[Start of Attachment]

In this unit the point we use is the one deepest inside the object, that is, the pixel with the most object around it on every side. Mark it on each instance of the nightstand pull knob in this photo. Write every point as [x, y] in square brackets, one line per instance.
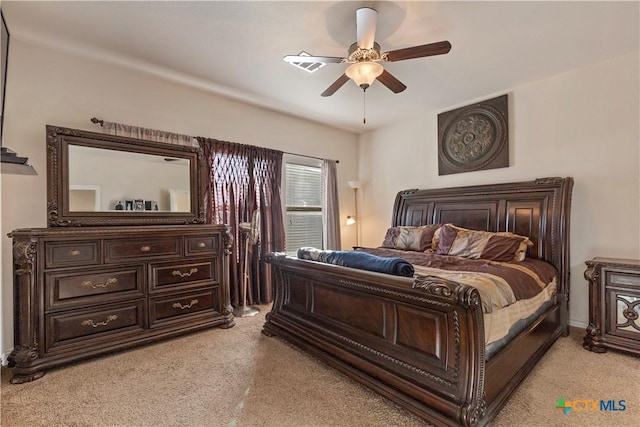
[183, 307]
[90, 284]
[89, 322]
[181, 274]
[630, 314]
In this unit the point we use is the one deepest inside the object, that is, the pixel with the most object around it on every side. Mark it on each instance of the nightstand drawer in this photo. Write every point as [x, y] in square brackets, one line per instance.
[623, 279]
[75, 327]
[179, 307]
[80, 288]
[119, 250]
[72, 254]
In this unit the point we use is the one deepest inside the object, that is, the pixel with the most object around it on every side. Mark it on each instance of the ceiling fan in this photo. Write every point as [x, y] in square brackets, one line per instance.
[365, 57]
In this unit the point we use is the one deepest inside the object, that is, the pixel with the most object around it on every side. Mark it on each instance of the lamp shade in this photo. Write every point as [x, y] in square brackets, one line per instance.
[364, 73]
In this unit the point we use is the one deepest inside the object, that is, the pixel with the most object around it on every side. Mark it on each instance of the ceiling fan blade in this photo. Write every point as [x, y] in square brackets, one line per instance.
[336, 85]
[421, 51]
[366, 21]
[395, 85]
[309, 58]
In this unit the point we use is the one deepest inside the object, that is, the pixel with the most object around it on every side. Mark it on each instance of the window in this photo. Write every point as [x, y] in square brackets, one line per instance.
[303, 216]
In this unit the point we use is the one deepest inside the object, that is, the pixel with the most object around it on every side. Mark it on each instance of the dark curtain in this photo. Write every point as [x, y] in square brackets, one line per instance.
[240, 179]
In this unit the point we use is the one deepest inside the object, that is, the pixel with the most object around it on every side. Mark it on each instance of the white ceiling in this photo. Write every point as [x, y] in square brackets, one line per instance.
[235, 48]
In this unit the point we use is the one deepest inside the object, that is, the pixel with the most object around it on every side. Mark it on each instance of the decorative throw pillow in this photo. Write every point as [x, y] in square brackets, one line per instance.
[410, 238]
[475, 244]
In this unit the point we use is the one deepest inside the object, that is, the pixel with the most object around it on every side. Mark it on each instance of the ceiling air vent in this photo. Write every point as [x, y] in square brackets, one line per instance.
[310, 67]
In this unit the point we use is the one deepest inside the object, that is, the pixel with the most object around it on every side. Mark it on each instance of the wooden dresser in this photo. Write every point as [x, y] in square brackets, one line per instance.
[614, 305]
[84, 291]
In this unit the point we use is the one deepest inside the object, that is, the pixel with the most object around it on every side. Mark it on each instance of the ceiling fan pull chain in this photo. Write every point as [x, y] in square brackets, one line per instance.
[364, 107]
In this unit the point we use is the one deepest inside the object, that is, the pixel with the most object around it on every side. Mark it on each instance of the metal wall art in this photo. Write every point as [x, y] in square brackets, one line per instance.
[475, 137]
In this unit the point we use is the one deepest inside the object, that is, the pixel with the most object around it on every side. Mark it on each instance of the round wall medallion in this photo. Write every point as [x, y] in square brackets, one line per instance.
[474, 138]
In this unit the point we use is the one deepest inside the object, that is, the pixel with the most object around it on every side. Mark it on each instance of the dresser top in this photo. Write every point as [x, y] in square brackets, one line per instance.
[614, 261]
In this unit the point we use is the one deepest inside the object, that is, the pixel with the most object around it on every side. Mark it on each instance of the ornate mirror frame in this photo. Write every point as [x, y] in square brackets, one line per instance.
[58, 212]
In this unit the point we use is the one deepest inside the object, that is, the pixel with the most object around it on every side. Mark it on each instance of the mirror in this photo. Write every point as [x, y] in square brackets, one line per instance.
[100, 179]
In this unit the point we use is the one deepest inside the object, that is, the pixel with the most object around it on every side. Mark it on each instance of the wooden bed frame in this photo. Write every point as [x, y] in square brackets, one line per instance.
[420, 342]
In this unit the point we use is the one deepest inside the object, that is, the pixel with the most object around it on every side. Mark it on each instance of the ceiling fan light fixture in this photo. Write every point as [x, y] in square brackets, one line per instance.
[364, 73]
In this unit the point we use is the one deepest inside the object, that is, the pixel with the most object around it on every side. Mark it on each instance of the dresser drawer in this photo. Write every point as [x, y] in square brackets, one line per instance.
[123, 249]
[80, 288]
[72, 254]
[78, 326]
[183, 306]
[181, 276]
[202, 245]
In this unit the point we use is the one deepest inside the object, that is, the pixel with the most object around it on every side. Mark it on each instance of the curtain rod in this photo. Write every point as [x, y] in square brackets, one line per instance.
[101, 123]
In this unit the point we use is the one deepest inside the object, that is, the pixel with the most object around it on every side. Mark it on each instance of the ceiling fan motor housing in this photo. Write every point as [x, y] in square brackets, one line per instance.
[358, 54]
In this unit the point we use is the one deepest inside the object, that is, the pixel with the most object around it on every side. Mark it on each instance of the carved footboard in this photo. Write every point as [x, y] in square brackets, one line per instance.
[418, 342]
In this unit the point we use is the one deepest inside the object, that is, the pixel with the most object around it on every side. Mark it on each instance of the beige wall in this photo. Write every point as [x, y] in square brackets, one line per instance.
[582, 124]
[53, 87]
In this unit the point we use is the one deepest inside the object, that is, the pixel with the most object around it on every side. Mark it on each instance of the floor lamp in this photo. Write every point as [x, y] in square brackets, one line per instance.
[251, 231]
[355, 185]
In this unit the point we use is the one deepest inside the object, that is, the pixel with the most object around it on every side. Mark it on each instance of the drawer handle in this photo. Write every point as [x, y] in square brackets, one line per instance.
[630, 314]
[184, 307]
[181, 274]
[90, 284]
[89, 322]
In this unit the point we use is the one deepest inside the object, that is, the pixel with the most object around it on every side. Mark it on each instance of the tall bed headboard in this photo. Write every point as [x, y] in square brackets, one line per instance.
[538, 209]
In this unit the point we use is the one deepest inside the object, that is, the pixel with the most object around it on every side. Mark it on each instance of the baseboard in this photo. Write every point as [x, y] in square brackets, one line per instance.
[5, 357]
[577, 324]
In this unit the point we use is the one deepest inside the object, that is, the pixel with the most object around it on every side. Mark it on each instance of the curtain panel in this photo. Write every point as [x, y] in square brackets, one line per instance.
[330, 207]
[238, 180]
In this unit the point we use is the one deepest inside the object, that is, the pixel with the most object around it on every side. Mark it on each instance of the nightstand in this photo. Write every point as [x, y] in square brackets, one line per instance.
[614, 305]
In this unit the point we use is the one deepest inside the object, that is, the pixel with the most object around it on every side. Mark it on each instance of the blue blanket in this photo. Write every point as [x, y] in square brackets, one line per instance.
[360, 260]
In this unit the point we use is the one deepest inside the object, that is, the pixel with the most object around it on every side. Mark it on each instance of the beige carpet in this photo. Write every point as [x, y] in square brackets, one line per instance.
[238, 377]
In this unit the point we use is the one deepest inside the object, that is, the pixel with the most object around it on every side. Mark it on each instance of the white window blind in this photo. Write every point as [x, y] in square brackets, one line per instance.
[303, 223]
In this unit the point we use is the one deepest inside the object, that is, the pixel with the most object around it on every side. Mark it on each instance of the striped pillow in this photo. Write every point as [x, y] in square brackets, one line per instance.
[476, 244]
[410, 238]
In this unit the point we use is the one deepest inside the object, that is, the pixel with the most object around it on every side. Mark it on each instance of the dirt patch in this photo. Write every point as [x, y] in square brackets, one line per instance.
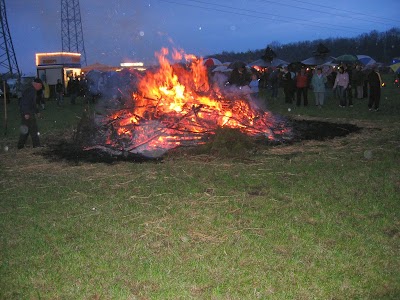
[223, 143]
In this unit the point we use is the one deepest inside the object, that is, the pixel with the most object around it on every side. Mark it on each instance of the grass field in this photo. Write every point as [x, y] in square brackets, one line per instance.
[312, 220]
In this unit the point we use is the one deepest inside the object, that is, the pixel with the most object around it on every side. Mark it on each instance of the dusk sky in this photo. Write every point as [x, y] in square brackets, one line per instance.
[133, 30]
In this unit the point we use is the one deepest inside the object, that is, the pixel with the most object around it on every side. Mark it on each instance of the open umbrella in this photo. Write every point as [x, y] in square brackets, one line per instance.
[211, 62]
[346, 59]
[317, 60]
[237, 65]
[366, 60]
[395, 67]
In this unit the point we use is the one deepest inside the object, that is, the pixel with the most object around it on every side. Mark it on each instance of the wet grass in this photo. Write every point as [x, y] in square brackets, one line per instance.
[312, 220]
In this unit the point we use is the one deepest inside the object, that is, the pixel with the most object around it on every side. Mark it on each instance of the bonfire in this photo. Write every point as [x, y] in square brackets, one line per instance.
[177, 105]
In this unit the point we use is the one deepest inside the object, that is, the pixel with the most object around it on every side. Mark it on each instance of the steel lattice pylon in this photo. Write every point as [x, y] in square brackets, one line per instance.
[71, 28]
[8, 61]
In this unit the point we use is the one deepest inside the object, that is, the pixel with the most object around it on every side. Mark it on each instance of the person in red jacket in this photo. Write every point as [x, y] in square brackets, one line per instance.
[302, 82]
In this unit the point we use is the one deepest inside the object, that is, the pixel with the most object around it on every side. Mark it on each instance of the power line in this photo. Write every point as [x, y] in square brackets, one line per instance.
[285, 20]
[349, 11]
[324, 12]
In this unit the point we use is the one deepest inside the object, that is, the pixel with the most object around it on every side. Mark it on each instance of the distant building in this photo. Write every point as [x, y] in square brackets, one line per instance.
[57, 65]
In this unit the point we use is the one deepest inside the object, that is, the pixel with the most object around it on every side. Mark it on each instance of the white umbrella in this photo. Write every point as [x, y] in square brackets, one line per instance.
[366, 60]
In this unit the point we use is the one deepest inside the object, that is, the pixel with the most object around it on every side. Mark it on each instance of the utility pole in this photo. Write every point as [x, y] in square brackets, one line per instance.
[71, 28]
[8, 61]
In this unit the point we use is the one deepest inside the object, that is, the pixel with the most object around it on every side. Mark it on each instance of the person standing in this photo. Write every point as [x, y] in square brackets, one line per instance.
[318, 82]
[288, 85]
[375, 84]
[341, 84]
[358, 81]
[73, 89]
[302, 86]
[273, 82]
[254, 85]
[59, 92]
[28, 110]
[39, 95]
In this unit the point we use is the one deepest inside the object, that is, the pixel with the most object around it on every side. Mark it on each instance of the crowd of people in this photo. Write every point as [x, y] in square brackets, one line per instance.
[344, 82]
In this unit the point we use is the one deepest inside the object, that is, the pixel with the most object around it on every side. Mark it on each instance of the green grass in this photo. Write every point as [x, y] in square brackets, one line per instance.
[313, 220]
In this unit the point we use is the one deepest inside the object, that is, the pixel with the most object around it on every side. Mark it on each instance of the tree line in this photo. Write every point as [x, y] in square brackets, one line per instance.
[381, 46]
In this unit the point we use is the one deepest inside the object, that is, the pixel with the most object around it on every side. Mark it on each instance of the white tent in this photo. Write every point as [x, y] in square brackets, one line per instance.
[263, 63]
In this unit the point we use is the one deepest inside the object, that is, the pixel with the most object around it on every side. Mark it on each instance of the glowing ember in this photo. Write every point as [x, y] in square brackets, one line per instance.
[177, 106]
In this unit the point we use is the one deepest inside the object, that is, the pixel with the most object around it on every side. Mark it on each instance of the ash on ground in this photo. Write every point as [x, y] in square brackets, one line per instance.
[85, 145]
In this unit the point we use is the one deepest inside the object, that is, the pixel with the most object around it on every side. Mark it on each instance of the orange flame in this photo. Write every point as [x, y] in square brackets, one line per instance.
[176, 105]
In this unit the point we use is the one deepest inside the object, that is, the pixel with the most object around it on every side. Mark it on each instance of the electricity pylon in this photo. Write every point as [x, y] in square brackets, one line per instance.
[8, 60]
[71, 28]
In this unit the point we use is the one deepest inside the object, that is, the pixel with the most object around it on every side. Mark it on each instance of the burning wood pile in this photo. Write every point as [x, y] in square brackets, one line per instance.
[176, 105]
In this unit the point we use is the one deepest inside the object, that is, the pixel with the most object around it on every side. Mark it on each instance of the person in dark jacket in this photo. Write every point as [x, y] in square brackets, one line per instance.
[28, 110]
[239, 76]
[375, 84]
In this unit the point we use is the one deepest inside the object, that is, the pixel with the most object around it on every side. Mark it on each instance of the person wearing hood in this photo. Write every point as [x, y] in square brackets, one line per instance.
[28, 110]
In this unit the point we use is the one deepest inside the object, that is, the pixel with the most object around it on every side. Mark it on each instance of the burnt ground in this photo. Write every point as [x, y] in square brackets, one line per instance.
[302, 130]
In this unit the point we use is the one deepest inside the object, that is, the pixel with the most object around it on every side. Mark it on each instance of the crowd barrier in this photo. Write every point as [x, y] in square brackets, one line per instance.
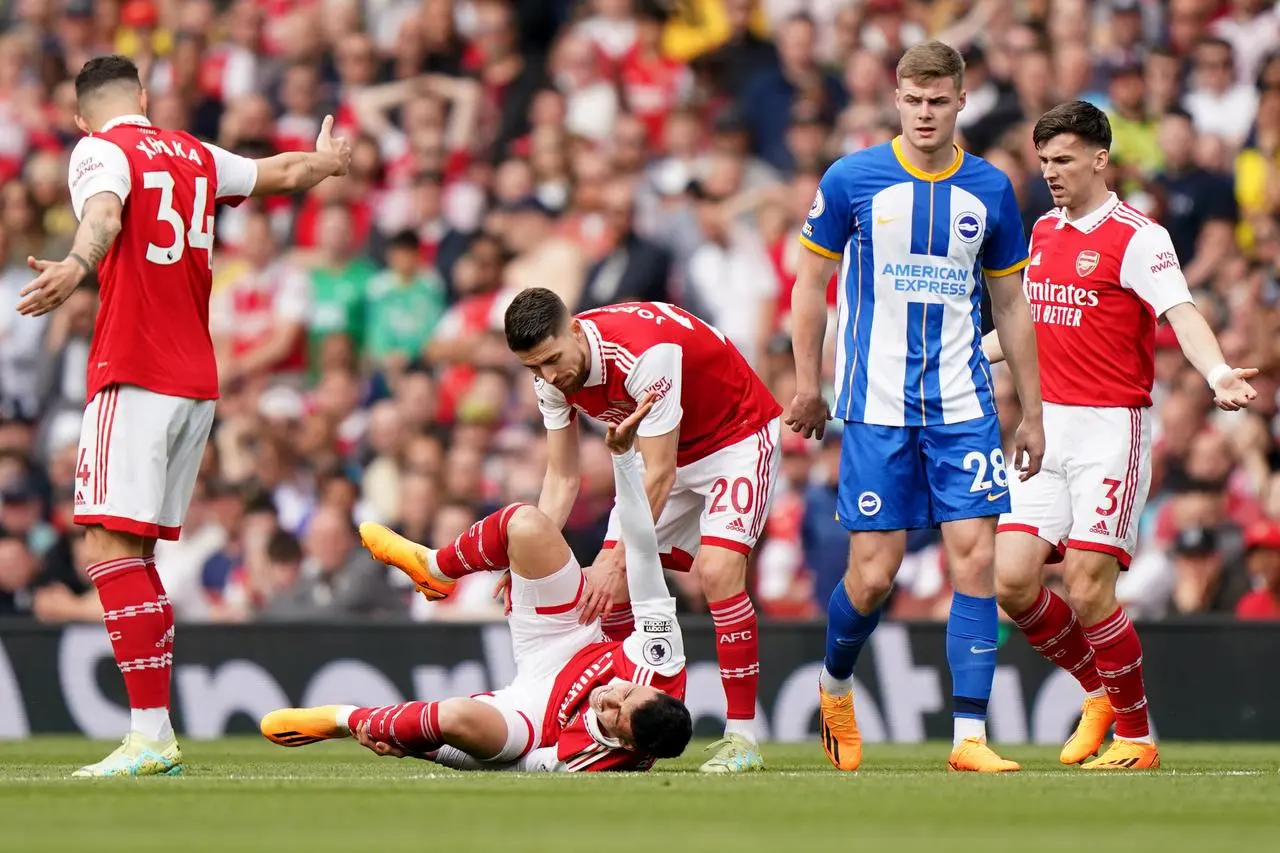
[1206, 680]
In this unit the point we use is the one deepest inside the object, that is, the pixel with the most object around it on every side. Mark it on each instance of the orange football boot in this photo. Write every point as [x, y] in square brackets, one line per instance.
[973, 755]
[300, 726]
[840, 737]
[414, 560]
[1097, 716]
[1127, 755]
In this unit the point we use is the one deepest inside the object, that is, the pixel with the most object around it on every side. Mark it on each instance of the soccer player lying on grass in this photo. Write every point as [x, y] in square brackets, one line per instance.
[577, 701]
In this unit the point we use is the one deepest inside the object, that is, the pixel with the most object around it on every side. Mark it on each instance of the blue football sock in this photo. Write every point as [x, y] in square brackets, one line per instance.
[846, 633]
[972, 632]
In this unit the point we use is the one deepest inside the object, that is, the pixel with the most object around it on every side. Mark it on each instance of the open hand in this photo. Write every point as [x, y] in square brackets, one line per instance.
[49, 290]
[337, 146]
[620, 438]
[1233, 391]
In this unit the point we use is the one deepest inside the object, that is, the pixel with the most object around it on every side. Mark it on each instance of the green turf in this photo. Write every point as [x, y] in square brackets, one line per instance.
[245, 794]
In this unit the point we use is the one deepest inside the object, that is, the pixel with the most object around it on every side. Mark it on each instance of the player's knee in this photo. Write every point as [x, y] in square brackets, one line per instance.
[868, 587]
[1015, 592]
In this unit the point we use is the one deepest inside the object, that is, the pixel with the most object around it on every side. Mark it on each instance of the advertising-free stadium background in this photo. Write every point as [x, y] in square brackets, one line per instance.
[556, 142]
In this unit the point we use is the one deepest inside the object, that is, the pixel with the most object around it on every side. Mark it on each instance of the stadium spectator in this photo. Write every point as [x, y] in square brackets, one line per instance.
[611, 150]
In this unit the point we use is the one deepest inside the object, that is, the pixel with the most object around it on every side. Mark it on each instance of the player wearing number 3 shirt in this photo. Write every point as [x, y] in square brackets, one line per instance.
[711, 459]
[1100, 276]
[145, 200]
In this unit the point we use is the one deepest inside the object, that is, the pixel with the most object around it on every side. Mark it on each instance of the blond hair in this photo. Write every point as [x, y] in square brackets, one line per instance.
[931, 60]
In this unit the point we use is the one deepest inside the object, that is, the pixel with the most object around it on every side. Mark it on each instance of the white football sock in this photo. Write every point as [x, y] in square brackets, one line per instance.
[151, 724]
[968, 728]
[343, 716]
[743, 728]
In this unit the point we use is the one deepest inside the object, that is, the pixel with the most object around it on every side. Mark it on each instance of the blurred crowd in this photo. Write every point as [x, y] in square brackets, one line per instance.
[611, 150]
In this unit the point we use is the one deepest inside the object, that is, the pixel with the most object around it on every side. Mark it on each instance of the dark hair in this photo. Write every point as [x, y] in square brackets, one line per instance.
[406, 240]
[103, 71]
[661, 728]
[533, 316]
[1080, 118]
[283, 547]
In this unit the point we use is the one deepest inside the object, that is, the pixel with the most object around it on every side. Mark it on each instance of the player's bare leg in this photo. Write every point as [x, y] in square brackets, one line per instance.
[517, 537]
[874, 557]
[1054, 630]
[723, 576]
[618, 623]
[972, 635]
[140, 624]
[1091, 587]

[End of Attachment]

◆ **Task directions**:
Your answer must be the lines from the one with "of the blurred" through the last line of the data, repeated exactly and with nothing else.

◆ **Solution for this problem**:
In this unit the point we use is the one deepest inside the object, that is, the pixel with the most object around it on every side. Mark it on each instance of the blurred crowd in this photo. Write every point as [x, y] in square brackets, one line per instance.
[611, 150]
In this unit the point we use is the one deepest inside the object, that is, the pixel with the most object around it on every side. Mark it on each instance of the dark hair in this photo. Write every point as [x, y] in square brackets, one line per instance.
[406, 240]
[103, 71]
[661, 728]
[533, 316]
[1080, 118]
[283, 547]
In this unit the point we use is the one deepest inside the object, that is, the pixel with the most object around it on every side. Mark it on each instance of the player's bare leg in this photo. Write every point as [x, y] in square brackets, one line per instance.
[517, 537]
[874, 557]
[1054, 630]
[723, 576]
[618, 623]
[972, 635]
[140, 624]
[1091, 587]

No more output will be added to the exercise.